What to work on:
Below is a block of records. Copy every line in it that contains the word "woman".
═════ Data supplied
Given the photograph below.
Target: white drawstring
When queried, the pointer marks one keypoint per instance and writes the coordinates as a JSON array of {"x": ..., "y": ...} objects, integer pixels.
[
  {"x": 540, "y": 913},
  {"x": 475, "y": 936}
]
══════════
═════ Data supplied
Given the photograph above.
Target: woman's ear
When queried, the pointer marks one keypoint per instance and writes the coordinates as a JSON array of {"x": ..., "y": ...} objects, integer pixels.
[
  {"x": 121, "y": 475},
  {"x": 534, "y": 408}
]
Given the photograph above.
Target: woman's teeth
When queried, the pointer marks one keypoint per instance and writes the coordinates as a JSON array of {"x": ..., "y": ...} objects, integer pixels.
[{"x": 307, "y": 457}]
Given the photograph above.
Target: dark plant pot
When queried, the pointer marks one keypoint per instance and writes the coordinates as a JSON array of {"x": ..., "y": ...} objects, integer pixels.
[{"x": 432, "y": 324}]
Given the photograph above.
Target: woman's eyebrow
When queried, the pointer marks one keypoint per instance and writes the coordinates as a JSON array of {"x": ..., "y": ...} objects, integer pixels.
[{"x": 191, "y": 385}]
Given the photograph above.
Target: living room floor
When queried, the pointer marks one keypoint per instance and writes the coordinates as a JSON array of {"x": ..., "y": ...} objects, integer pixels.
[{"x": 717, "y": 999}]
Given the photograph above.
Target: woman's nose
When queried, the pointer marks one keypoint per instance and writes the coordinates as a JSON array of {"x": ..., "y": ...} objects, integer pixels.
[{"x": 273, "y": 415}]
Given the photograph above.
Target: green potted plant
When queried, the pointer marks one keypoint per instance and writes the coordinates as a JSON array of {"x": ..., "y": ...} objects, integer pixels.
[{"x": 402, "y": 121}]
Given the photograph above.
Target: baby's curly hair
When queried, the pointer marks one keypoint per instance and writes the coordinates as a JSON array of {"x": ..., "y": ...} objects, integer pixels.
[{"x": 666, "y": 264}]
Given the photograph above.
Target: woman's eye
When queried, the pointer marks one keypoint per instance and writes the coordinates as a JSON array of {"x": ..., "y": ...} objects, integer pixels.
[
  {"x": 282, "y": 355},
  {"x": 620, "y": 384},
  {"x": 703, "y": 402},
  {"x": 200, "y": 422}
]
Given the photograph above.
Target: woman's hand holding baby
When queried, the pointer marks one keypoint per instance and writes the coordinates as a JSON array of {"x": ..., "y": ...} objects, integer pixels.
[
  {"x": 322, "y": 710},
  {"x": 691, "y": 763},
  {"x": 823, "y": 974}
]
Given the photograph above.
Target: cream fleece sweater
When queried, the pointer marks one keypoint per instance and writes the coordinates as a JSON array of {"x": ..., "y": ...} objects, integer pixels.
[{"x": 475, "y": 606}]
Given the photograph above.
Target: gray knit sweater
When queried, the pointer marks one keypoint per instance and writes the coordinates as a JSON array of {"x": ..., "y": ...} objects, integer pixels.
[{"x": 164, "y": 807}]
══════════
═════ Data supplied
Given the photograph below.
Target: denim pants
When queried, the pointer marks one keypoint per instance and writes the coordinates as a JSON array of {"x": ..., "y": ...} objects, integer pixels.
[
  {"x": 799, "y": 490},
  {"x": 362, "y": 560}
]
══════════
Task result:
Target: woman's ear
Target: woman's teeth
Target: woman's eyebrow
Target: woman's nose
Target: woman's eye
Target: woman's hand holding baby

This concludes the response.